### Problem to work on
Your copy should repeat the data that follows exactly and contain no image.
Dataset excerpts section start
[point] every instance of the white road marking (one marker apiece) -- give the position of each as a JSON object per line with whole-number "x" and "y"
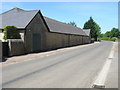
{"x": 100, "y": 80}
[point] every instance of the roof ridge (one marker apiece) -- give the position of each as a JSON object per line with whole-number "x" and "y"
{"x": 63, "y": 23}
{"x": 18, "y": 9}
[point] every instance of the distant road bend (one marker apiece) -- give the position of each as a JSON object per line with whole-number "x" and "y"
{"x": 74, "y": 68}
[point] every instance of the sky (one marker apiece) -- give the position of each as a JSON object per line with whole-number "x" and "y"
{"x": 105, "y": 14}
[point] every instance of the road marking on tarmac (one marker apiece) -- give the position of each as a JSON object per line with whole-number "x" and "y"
{"x": 100, "y": 80}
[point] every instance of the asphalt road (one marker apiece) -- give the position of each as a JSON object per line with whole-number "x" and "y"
{"x": 74, "y": 68}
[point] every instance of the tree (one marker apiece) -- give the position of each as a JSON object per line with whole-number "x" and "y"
{"x": 72, "y": 23}
{"x": 10, "y": 32}
{"x": 107, "y": 34}
{"x": 94, "y": 27}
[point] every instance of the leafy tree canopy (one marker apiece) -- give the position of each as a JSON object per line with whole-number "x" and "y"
{"x": 94, "y": 27}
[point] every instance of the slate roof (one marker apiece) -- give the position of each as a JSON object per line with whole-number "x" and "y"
{"x": 17, "y": 17}
{"x": 56, "y": 26}
{"x": 87, "y": 31}
{"x": 21, "y": 18}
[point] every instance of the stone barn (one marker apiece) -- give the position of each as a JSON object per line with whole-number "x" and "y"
{"x": 40, "y": 33}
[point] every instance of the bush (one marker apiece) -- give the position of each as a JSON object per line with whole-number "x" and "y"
{"x": 10, "y": 32}
{"x": 113, "y": 39}
{"x": 108, "y": 38}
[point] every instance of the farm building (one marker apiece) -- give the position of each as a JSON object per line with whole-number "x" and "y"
{"x": 40, "y": 33}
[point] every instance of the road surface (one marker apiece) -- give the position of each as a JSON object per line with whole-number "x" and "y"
{"x": 74, "y": 68}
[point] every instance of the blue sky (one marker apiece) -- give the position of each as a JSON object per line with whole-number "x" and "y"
{"x": 105, "y": 14}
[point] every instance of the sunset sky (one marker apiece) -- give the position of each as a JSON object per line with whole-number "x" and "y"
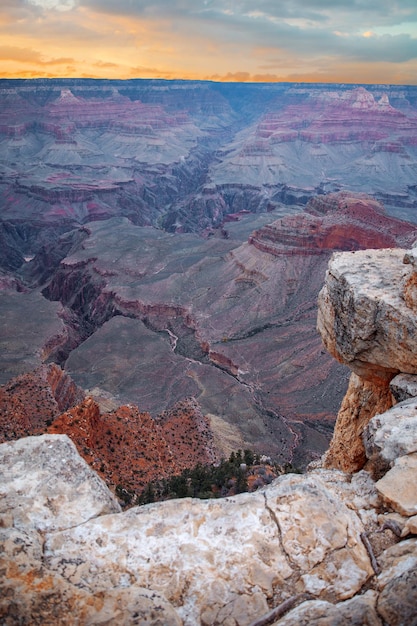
{"x": 361, "y": 41}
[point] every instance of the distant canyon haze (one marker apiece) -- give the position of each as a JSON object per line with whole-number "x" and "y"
{"x": 165, "y": 242}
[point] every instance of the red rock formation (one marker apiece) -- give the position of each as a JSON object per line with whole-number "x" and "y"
{"x": 28, "y": 403}
{"x": 128, "y": 447}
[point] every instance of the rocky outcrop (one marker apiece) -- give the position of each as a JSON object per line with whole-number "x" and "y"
{"x": 340, "y": 221}
{"x": 327, "y": 547}
{"x": 30, "y": 402}
{"x": 367, "y": 319}
{"x": 311, "y": 542}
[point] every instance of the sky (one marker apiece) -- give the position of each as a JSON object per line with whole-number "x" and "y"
{"x": 344, "y": 41}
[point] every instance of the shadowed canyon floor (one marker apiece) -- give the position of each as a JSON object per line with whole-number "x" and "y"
{"x": 168, "y": 242}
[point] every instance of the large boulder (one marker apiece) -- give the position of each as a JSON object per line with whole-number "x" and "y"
{"x": 367, "y": 319}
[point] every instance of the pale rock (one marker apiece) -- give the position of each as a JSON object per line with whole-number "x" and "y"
{"x": 367, "y": 319}
{"x": 359, "y": 611}
{"x": 204, "y": 556}
{"x": 398, "y": 487}
{"x": 391, "y": 434}
{"x": 363, "y": 399}
{"x": 404, "y": 387}
{"x": 41, "y": 502}
{"x": 396, "y": 522}
{"x": 396, "y": 560}
{"x": 357, "y": 491}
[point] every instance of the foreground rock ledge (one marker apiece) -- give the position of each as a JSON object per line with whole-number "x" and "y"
{"x": 70, "y": 561}
{"x": 367, "y": 319}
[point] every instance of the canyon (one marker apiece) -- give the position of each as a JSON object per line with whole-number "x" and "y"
{"x": 164, "y": 242}
{"x": 188, "y": 269}
{"x": 326, "y": 547}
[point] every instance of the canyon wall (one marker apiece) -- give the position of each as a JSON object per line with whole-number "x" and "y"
{"x": 321, "y": 548}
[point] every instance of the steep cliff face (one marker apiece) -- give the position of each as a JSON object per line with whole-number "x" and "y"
{"x": 325, "y": 547}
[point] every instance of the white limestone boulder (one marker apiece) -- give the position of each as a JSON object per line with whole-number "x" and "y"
{"x": 46, "y": 485}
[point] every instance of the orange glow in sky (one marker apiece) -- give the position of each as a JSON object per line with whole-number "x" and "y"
{"x": 210, "y": 39}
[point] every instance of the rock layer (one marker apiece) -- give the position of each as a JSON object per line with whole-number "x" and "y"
{"x": 367, "y": 321}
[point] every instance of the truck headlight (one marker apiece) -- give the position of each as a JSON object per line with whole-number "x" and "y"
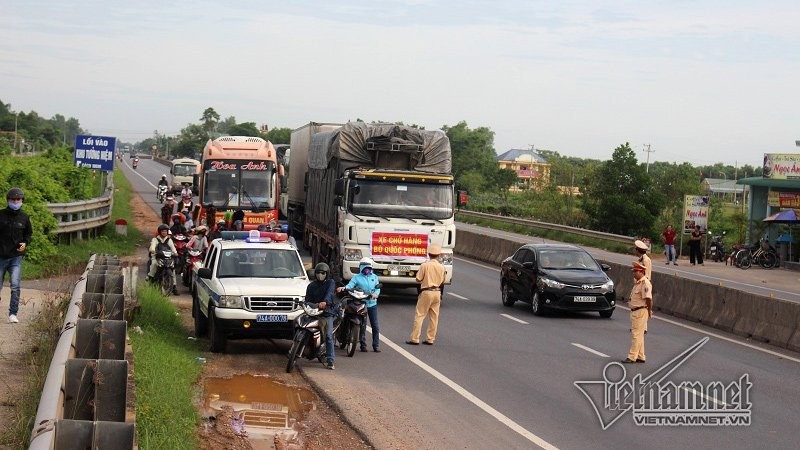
Dataset excerpts section end
### Exercise result
[point] every instance of the white road marking (one marker apiece) -- give the position of each as a JSON object per line with whole-number "x" and "y"
{"x": 100, "y": 80}
[point] every instance of the roof ridge (one marker apiece) -- give the position of each as a JSON object per line with whole-number "x" and "y"
{"x": 63, "y": 23}
{"x": 18, "y": 9}
[point] every instance of the distant road bend (one marker apiece) -- give the position of each as a JSON object per line with whole-number "x" and "y"
{"x": 74, "y": 68}
[point] every instance of the sky (one marker apiece) -- give the position of each as a JSON object per line with whole-number "x" and "y"
{"x": 105, "y": 14}
[point] every instance of the road marking on tarmac (one marker apiece) -- give the position of each as a JSON object per line with whole-number "x" and "y"
{"x": 100, "y": 80}
[point] every instance of the asphalt road (one marker apiece) -- give the position of each as a JSON object per line with whole-number "x" and "y"
{"x": 74, "y": 68}
[point] every instance of the tree (one marker apiece) -- give the position of each as a JSON object per line with whole-number "x" and "y"
{"x": 72, "y": 23}
{"x": 10, "y": 32}
{"x": 107, "y": 34}
{"x": 94, "y": 27}
[point] every instance of the leafy tree canopy (one marker apiece) -- give the position of each as a JSON object per line with whole-number "x" and "y"
{"x": 94, "y": 27}
[point] every instance of the slate roof (one marker apiece) -- give the position of each as a JSON object per line with whole-number "x" and "y"
{"x": 17, "y": 17}
{"x": 56, "y": 26}
{"x": 87, "y": 31}
{"x": 21, "y": 18}
[point] every instance of the stone barn (one marker apiece) -- give the position of each as a JSON object per line with whole-number "x" and "y"
{"x": 40, "y": 33}
[point] every instance of the bush (one marker apiece) -- give the position of each as a JSON object per line with whole-number "x" and "y"
{"x": 10, "y": 32}
{"x": 113, "y": 39}
{"x": 108, "y": 38}
[point] every instance of the farm building (one marker apiece) -- give the position of each as a JSON object per line with whole-number "x" and "y"
{"x": 40, "y": 33}
[point] every instance of the road surface (one marker apiece) -- give the position of each as a JSON object per line with whole-number "x" and "y"
{"x": 74, "y": 68}
[point] every instance of the blue sky (one marker apiece) -- give the position of each as a JSON object per line with whole-number "x" and "y"
{"x": 105, "y": 14}
[point] every instance of the sunset sky (one marker apiece) -- give the position of each as a JSON object per line with whole-number "x" and "y"
{"x": 361, "y": 41}
[point] every instance of the distant canyon haze (one marker apiece) -- give the position of each as a JSON object per line with whole-number "x" and "y"
{"x": 165, "y": 242}
[point] every instance of the red rock formation (one marker apiece) -- give the position of each as a JSON object per line with whole-number "x" and "y"
{"x": 28, "y": 403}
{"x": 128, "y": 447}
[point] every instance of the rocky outcrop (one marker apiece) -- give the position of each as a JSON object per line with whole-number "x" and "y"
{"x": 340, "y": 221}
{"x": 327, "y": 547}
{"x": 30, "y": 402}
{"x": 367, "y": 319}
{"x": 311, "y": 542}
[point] every instance of the sky (one marker apiece) -- give the position of each as a JSON object per line with whole-number "x" and "y"
{"x": 344, "y": 41}
[point] every instance of the shadowed canyon floor (one marker apiece) -- give the position of each as a JSON object per line with whole-number "x" and "y"
{"x": 168, "y": 242}
[point] every instance of the large boulder (one marker apiece) -- give the position of each as a JSON object per line with whole-number "x" and "y"
{"x": 367, "y": 319}
[point] every instance of the pale rock (one marker apiece) -- give the position of each as a JSON object per line with whole-number "x" and "y"
{"x": 367, "y": 319}
{"x": 359, "y": 611}
{"x": 204, "y": 556}
{"x": 398, "y": 487}
{"x": 391, "y": 434}
{"x": 363, "y": 399}
{"x": 404, "y": 387}
{"x": 41, "y": 502}
{"x": 396, "y": 522}
{"x": 396, "y": 560}
{"x": 357, "y": 491}
[point] every instance of the foreground rock ledge (one marker apiece) -- give the position of each as a JSON object per line with whole-number "x" and "y"
{"x": 70, "y": 561}
{"x": 367, "y": 319}
[point] every instance of the canyon (one marker apiece) -- give the position of each as a JSON object per line with whole-number "x" and "y"
{"x": 164, "y": 242}
{"x": 188, "y": 269}
{"x": 326, "y": 547}
[point] every instance of the canyon wall (one marker apiece) -- give the position of each as a JSON object per line with whole-number "x" and "y"
{"x": 321, "y": 548}
[point] every instance of the steep cliff face (one marker apiece) -- give the position of each as a JSON object per line with whole-number "x" and "y"
{"x": 325, "y": 547}
[point] every instance of the white limestone boulder (one marker apiece) -- give the position of each as a JSON object per line with whole-number "x" and "y"
{"x": 46, "y": 485}
[point] every instance of the orange glow in sky (one marker apiece) -- give the position of each as a JSON object per line with whole-number "x" and "y"
{"x": 210, "y": 39}
[point] every instance of the rock layer (one marker apiece) -- give the position of each as a JSON object per line with whole-number "x" and "y"
{"x": 367, "y": 321}
[point] every instance of the truck headlight (one marker apiece) -- give the position of each as a JSON object per line with whole-number "x" and "y"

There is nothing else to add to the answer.